GIVEN TEXT »
************
Smartphone-Acquired Anterior Segment Images for Deep Learning Prediction of Anterior Chamber Depth: A Proof-of-Concept Study

Abstract

Purpose: To develop a deep learning (DL) algorithm for predicting anterior chamber depth (ACD) from smartphone-acquired anterior segment photographs.

Methods: For algorithm development, we included 4,157 eyes from 2,084 Chinese primary school students (aged 11-15 years) from Mojiang Myopia Progression Study (MMPS). All participants had with ACD measurement measured with Lenstar (LS 900) and anterior segment photographs acquired from a smartphone (iPhone Xs), which was mounted on slit lamp and under diffuses lighting. The anterior segment photographs were randomly selected by person into training (80%, no. of eyes = 3,326) and testing (20%, no. of eyes = 831) dataset. We excluded participants with intraocular surgery history or pronounced corneal haze. A convolutional neural network was developed to predict ACD based on these anterior segment photographs. To determine the accuracy of our algorithm, we measured the mean absolute error (MAE) and coefficient of determination (R ²) were evaluated. Bland Altman plot was used to illustrate the agreement between DL-predicted and measured ACD values.

Results: In the test set of 831 eyes, the mean measured ACD was 3.06 ± 0.25 mm, and the mean DL-predicted ACD was 3.10 ± 0.20 mm. The MAE was 0.16 ± 0.13 mm, and R ² was 0.40 between the predicted and measured ACD. The overall mean difference was -0.04 ± 0.20 mm, with 95% limits of agreement ranging between -0.43 and 0.34 mm. The generated saliency maps showed that the algorithm mainly utilized central corneal region (i.e., the site where ACD is clinically measured typically) in making its prediction, providing further plausibility to the algorithm's prediction.

Conclusions: We developed a DL algorithm to estimate ACD based on smartphone-acquired anterior segment photographs. Upon further validation, our algorithm may be further refined for use as a ACD screening tool in rural localities where means of assessing ocular biometry is not readily available. This is particularly important in China where the risk of primary angle closure disease is high and often undetected.

Keywords: anterior chamber depth; deep learning; glaucoma; primary angle-closure glaucoma; smartphone.
************
SOURCE INFORMATION »

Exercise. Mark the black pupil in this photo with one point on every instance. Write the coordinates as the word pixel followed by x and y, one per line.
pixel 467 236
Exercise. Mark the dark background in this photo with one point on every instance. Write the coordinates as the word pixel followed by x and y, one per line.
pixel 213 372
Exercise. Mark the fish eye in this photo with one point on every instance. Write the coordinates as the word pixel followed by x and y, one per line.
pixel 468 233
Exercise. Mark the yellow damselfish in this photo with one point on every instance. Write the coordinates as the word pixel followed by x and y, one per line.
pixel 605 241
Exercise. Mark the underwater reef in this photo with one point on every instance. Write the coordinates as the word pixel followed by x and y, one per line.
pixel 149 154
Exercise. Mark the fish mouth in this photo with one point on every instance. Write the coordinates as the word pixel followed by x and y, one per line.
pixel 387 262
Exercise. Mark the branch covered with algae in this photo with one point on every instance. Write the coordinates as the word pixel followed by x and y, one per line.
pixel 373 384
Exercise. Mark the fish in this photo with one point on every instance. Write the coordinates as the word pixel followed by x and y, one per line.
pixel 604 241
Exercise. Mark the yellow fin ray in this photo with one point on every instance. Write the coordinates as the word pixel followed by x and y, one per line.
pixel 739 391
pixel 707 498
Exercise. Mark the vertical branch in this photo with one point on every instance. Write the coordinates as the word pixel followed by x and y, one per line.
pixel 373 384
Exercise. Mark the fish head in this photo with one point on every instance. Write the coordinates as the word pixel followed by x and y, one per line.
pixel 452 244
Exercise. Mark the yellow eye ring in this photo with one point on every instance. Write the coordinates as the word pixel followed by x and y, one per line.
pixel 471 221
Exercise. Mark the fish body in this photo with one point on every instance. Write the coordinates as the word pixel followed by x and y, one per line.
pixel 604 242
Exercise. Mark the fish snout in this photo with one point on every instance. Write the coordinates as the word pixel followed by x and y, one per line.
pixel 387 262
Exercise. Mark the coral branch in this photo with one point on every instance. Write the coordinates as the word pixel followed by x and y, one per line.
************
EXERCISES »
1. Output the section of the anterior chamber depth abstract that begins at the words "Smartphone-Acquired Anterior Segment Images" and stops after "from smartphone-acquired anterior segment photographs.", copied without changes.
2. Pick up the abstract on predicting anterior chamber depth from smartphone photographs at the point where it ends, and keep writing it.

ANSWERS GIVEN »
1.
Smartphone-Acquired Anterior Segment Images for Deep Learning Prediction of Anterior Chamber Depth: A Proof-of-Concept Study

Abstract

Purpose: To develop a deep learning (DL) algorithm for predicting anterior chamber depth (ACD) from smartphone-acquired anterior segment photographs.

2.
Figure 1

Smartphone mounted on slit lamp in use. Anterior segment photographs were captured on study eyes using a smartphone (iPhone Xs, Apple Inc, CA, USA) attached to a slit lamp. The smartphone was fixed on the eyepiece with an adapter (Celestron 81035, Celestron Acquisition LLC, CA, USA), making the camara lens in line with the eyepiece. We used the default mode of iPhone camara with a minimal magnification (1 X) to take photographs. A Bluetooth trigger for a one-tap image capture was fixed on the joystick making the procedure of taking photographs quickly and stably. Diffuse illumination of slit-lamp was used at 45-degree angle, with magnification set at 16X.

Figure 2

Scatterplot illustrating the relationship between deep learning-predicted and actual anterior chamber depth (ACD) measurements from Lenstar (n = 831, r = 0.63, P < 0.001).

Figure 3

Bland-Altman plots illustrating agreement between deep learning-predicted and actual anterior chamber depth (ACD) measurements from Lenstar (n = 831).

Figure 4

Averaged heatmap shows the regions of the anterior segment photograph that were most important for the deep learning algorithm predictions in test set. Hotter colors (reds) indicate higher activity while cooler colors (blues) represent lower activity. (A) an example of original anterior segment photograph (right eye) obtained by iPhone Xs; (B) the heatmap of the corresponding photograph; (C) an example of original anterior segment photograph (left eye); (D) the heatmap of the corresponding photograph; (E) averaged heat map crossed all images (n = 831).